● **How to complete this task**: Continue the text on pulmonary blood vessels and physiological shunt from the point where it ends.

(Text for analysis begins)

Pulmonary blood vessels include pulmonary artery, which carries deoxygenated blood to alveoli of lungs and bronchial artery, which supply oxygenated blood to other structures of lungs (see below).


Pulmonary artery supplies deoxygenated blood pumped from right ventricle to alveoli of lungs (pulmonary circulation). After leaving the right ventricle, this artery divides into right and left branches. Each branch enters the corresponding lung along with primary bronchus. After entering the lung, branch of the pulmonary artery divides into small vessels and finally forms the capillary plexus that is in intimate relationship to alveoli. Capillary plexus is solely concerned with alveolar gas exchange. Oxygenated blood from the alveoli is carried to left atrium by one pulmonary vein from each side.


Bronchial artery arises from descending thoracic aorta. It supplies arterial blood to bronchi, connective tissue and other structures of lung stroma, visceral pleura and pulmonary lymph nodes. Venous blood from these structures is drained by two bronchial veins from each side. Bronchial veins from right side drain into azygos vein and the left bronchial veins drain into superior hemiazygos or left superior intercostal veins. However, the blood from distal portion of bronchial circulation is drained directly into the tributaries of pulmonary veins.



Physiological shunt is defined as a diversion through which the venous blood is mixed with arterial blood.


Physiological shunt has two components:

1. Flow of deoxygenated blood from bronchial circulation into pulmonary veins without being oxygenated

makes up part of normal physiological shunt

2. Flow of deoxygenated blood from thebesian veins into cardiac chambers directly

Venous Admixture and Wasted Blood

Physiological shunt results in venous admixture. Venous admixture refers to mixing of deoxygenated

blood with oxygenated blood. Fraction of venous blood, which is not fully oxygenated is generally considered as wasted blood.

Normal Shunt Level and its Variations

Normal physiological shunt of venous blood to the left side of heart is 1% to 2% of cardiac output. In normal persons, it may increase up to 5% of cardiac output, which may be due to mismatching of ventilationperfusion ratio within physiological limits. Pathological increase in the shunt occurs in several

conditions such as acute pulmonary infections and bronchiectasis (permanent dilatation of bronchi due

to chronic pulmonary infections and inflammatory processes).

(Text for analysis ends)
(Material supplied begins)

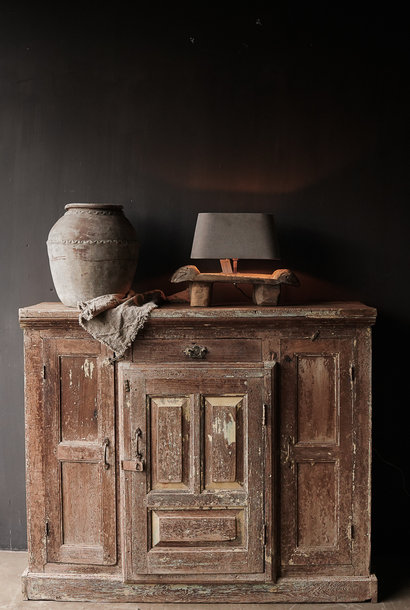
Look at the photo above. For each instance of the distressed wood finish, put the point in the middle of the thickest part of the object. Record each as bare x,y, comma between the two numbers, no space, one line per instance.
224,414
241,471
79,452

(Material supplied ends)
(Material supplied begins)

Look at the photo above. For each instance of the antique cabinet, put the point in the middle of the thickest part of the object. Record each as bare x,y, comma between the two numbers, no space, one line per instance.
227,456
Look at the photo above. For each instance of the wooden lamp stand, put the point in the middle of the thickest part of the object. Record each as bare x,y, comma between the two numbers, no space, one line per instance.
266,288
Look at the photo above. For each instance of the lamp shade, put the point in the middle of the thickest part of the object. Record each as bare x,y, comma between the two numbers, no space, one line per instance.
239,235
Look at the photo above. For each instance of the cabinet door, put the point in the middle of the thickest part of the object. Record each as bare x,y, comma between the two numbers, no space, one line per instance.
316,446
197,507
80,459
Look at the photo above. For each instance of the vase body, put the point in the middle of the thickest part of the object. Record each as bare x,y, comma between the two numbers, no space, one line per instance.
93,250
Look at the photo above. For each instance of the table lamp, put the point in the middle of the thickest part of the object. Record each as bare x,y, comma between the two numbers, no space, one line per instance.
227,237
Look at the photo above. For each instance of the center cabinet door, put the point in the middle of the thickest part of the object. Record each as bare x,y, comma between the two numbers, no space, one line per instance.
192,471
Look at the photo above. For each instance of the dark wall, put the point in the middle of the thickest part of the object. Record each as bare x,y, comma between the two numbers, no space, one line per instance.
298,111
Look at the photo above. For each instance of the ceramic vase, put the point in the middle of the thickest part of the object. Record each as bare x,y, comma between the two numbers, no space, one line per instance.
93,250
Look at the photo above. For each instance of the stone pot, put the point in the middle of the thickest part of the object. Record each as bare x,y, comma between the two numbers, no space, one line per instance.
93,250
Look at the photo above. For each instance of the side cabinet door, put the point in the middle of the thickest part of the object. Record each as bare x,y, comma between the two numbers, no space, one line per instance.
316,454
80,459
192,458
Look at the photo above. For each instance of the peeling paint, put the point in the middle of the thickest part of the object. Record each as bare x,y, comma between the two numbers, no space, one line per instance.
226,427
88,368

(Material supplied ends)

● **Result for this task**:
Physiological Shunt Vs Physiological

Dead Space

Physiological shunt is analogous to physiological dead space. Physiological shunt includes

wasted blood and physiological dead space includes wasted air. Both wasted blood and wasted air exist on either side of alveolar membrane and both affect the ventilation-perfusion ratio.


Following are the characteristic features of pulmonary blood vessels:

1. Pulmonary artery has a thin wall. Its thickness is only about one third of thickness of the systemic

aortic wall. Wall of other pulmonary blood vessels is also thin.

2. Pulmonary blood vessels are highly elastic and more distensible

3. Smooth muscle coat is not well developed in the pulmonary blood vessels

4. True arterioles have less smooth muscle fibers

5. Pulmonary capillaries are larger than systemic capillaries. Pulmonary capillaries are also dense

and have multiple anastomosis, so, each alveolus occupies a capillary basket.

6. Vascular resistance in pulmonary circulation is very less; it is only one tenth of systemic circulation

7. Pulmonary vascular system is a low pressure system. Pulmonary arterial pressure and pulmonary

capillary pressure are very low (see below).

8. Pulmonary artery carries deoxygenated blood from heart to lungs and pulmonary veins carry

oxygenated blood from lungs to heart

9. Physiological shunt is present.


Lungs receive the whole amount of blood that is pumped out from right ventricle. Output of blood per minute is same in both right and left ventricle. It is about 5 liter. Thus, the lungs accommodate amount of blood, which is equal to amount of blood accommodated by all other parts of the body.


Pulmonary blood vessels are more distensible than systemic blood vessels. So the blood pressure is less

in pulmonary blood vessels. Thus, the entire pulmonary vascular system is a low pressure bed.

Pulmonary Arterial Pressure

Systolic pressure : 25 mm Hg

Diastolic pressure : 10 mm Hg

Mean arterial pressure : 15 mm Hg.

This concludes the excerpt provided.